Stored data:
■ ■ ■ ■ ■

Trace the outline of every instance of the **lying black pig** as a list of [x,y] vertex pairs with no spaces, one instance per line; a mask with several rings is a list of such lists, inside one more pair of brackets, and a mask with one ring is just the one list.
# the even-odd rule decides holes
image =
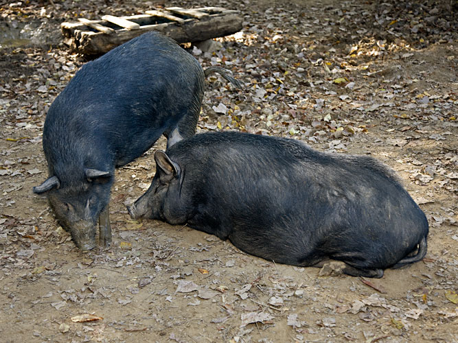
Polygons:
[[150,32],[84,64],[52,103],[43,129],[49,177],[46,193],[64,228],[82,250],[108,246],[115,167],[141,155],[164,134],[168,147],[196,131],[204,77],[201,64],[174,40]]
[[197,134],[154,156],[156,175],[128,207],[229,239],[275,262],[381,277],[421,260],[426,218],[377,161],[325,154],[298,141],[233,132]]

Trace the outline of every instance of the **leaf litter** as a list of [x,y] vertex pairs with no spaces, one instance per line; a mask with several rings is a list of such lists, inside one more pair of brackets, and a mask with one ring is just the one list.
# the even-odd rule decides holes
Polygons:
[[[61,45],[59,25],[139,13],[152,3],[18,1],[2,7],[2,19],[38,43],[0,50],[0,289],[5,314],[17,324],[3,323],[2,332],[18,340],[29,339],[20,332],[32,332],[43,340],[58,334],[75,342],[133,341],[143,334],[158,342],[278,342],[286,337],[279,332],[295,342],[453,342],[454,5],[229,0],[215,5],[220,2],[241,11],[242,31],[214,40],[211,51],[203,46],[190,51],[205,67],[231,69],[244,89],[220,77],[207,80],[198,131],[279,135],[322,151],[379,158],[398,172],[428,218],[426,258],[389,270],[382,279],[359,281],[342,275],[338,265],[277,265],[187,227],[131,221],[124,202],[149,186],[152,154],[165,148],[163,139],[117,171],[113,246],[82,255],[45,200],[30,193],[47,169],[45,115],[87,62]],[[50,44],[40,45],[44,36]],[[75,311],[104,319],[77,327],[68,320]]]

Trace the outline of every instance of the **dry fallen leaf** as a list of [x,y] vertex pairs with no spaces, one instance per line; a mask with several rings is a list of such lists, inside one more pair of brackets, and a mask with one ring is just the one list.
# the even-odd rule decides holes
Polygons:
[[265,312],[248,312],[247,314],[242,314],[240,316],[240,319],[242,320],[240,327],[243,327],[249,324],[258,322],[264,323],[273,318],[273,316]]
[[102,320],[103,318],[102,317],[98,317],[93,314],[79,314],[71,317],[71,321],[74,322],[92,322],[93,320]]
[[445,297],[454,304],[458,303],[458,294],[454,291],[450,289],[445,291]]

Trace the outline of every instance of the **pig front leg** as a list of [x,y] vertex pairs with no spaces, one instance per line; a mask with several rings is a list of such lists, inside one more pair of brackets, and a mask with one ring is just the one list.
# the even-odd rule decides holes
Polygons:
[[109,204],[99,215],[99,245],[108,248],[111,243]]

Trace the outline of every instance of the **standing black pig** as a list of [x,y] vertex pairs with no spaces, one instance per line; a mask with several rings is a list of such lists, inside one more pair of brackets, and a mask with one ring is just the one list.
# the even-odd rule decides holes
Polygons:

■ ■ ■ ■ ■

§ Task goal
Rename "vertex pairs" to "coordinate pairs" throughout the material, changing nothing else, and leave the pictures out of your copy.

§ Task result
Trace the outline of every instance of the **lying black pig** as a list of [x,y] coordinate pairs with no spaces, one instance per line; a mask with several rings is a list of such lists, inside one more pair of brackets, and a mask with one ring is just the one list.
# the even-odd rule decides holes
image =
Polygons:
[[150,32],[84,64],[52,103],[43,129],[49,177],[46,193],[64,228],[82,250],[108,246],[115,167],[141,155],[164,134],[168,147],[196,131],[204,77],[201,64],[174,40]]
[[197,134],[154,156],[156,175],[128,207],[229,239],[275,262],[381,277],[421,260],[426,218],[377,161],[325,154],[298,141],[233,132]]

Trace the outline of every instance of the **leaf litter** as a list of [x,y] coordinate pairs with no spaces, one instance per line; a mask with several rings is a list of such lists, inside one more pair of brackets, and a mask with one ring is just the one list.
# the even-odd rule decides holes
Polygons:
[[[61,45],[59,25],[139,13],[152,3],[18,1],[2,7],[2,19],[38,43],[0,50],[0,289],[5,314],[17,324],[3,323],[2,332],[18,340],[29,339],[20,332],[32,332],[43,340],[58,334],[75,342],[133,341],[143,334],[158,342],[278,342],[286,337],[279,332],[295,342],[453,342],[454,5],[229,0],[215,5],[220,2],[241,11],[242,31],[214,40],[211,51],[203,46],[190,51],[205,67],[231,69],[244,89],[220,77],[207,80],[198,131],[279,135],[322,151],[379,158],[398,172],[428,218],[426,258],[389,270],[382,279],[359,281],[342,275],[338,265],[277,265],[187,227],[131,221],[124,202],[149,186],[152,154],[165,148],[163,139],[117,171],[113,246],[82,255],[45,200],[30,193],[47,169],[45,115],[87,62]],[[50,44],[40,45],[44,36]],[[75,311],[104,319],[77,327],[68,320]]]

Trace the outline of every instance of the **dry fallen leaf** as a list of [x,y] coordinate pairs with no spaces, one instance per line; a mask with several rings is a list of such lists, inside one more pair of brackets, and a mask with one ring is just the one list.
# the even-odd rule decides holes
Polygons:
[[265,312],[248,312],[247,314],[242,314],[240,316],[240,319],[242,320],[240,327],[243,327],[249,324],[258,322],[264,323],[273,318],[273,316]]
[[102,320],[103,318],[102,317],[98,317],[93,314],[79,314],[71,317],[71,321],[74,322],[92,322],[93,320]]
[[445,297],[454,304],[458,303],[458,294],[454,291],[450,289],[445,291]]

Trace the outline of every instance of the **pig front leg** as a list of [x,y] coordinate pairs with no spaces, one instance per line; a mask with several rings is a list of such lists, inside one more pair of brackets, and a mask with one ring is just the one list.
# the even-odd rule decides holes
Polygons:
[[109,204],[99,215],[99,245],[108,248],[111,243]]

Trace the outline of every instance of the **standing black pig** as a list of [x,y] coordinate pairs with no spaces, one instance per line; a mask with several rings is a list of such lists, inside one more pair of brackets, and a mask with one ring is just the one list.
# the even-odd rule decides holes
Polygons:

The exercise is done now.